__LISTING__:
--

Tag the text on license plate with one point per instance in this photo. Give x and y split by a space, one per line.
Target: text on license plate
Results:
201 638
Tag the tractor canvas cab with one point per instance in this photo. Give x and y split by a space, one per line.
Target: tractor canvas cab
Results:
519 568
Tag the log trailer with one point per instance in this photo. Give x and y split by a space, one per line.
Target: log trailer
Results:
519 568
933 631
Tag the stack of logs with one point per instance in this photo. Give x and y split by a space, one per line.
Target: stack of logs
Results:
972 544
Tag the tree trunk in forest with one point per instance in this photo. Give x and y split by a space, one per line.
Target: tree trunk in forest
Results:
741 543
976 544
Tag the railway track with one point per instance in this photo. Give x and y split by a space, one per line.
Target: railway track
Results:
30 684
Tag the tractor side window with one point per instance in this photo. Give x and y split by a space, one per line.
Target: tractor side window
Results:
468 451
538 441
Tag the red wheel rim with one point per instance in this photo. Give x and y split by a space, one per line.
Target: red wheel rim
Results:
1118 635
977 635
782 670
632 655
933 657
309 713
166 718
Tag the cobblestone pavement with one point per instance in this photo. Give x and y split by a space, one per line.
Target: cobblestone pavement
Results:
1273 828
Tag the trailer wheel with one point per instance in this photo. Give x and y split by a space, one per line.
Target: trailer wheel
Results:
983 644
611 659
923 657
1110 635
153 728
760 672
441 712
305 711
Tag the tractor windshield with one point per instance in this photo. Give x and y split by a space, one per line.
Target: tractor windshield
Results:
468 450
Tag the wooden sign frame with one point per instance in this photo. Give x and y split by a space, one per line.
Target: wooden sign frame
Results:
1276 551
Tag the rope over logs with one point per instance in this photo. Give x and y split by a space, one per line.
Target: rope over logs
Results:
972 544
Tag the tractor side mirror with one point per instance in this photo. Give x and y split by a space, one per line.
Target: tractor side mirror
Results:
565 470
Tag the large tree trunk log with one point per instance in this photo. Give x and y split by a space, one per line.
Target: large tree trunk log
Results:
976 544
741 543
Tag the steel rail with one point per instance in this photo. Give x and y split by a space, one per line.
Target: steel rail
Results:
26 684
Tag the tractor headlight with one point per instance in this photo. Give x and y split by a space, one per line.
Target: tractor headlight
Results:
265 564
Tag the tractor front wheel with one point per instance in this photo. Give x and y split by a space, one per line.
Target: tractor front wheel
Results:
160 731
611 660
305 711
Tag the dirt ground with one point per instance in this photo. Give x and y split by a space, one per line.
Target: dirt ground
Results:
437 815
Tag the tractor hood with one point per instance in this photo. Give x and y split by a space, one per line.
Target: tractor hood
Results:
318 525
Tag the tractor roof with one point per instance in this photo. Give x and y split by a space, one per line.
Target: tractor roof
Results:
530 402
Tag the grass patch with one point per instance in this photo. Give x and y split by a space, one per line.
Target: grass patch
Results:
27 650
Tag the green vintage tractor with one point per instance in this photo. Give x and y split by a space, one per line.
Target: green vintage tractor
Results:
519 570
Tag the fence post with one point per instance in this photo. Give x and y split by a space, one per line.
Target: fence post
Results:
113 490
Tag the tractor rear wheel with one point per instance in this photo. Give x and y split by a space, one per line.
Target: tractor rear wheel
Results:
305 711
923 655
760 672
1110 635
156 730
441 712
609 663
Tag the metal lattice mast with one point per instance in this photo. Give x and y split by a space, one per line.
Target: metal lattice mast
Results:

--

__WHAT YOU HAVE TO DO__: Rewrite every line of the material, from the line containing "Tag the green" through the end, both included, and add 101 to each coordinate in the answers.

__SOLUTION TO THIS TASK__:
Tag the green vintage tractor with one point per instance in this photo. Give x and y split by a space, one per line.
Target: green vintage tractor
Results:
620 671
Tag the fence post with one point per instance in this photo. Give x and y split by a space, one per line.
Target: fence post
Results:
214 591
Tag the tractor rear wheel with one point per instance in this photo. Give x and y split by a space, one per line.
Target: tractor rear wheel
Results:
406 812
1024 756
861 773
1211 736
257 831
542 813
710 764
Tag the metal lattice mast with one point per instance in this photo. Give x and y split by a space, one per line.
Target: metal lattice mast
Results:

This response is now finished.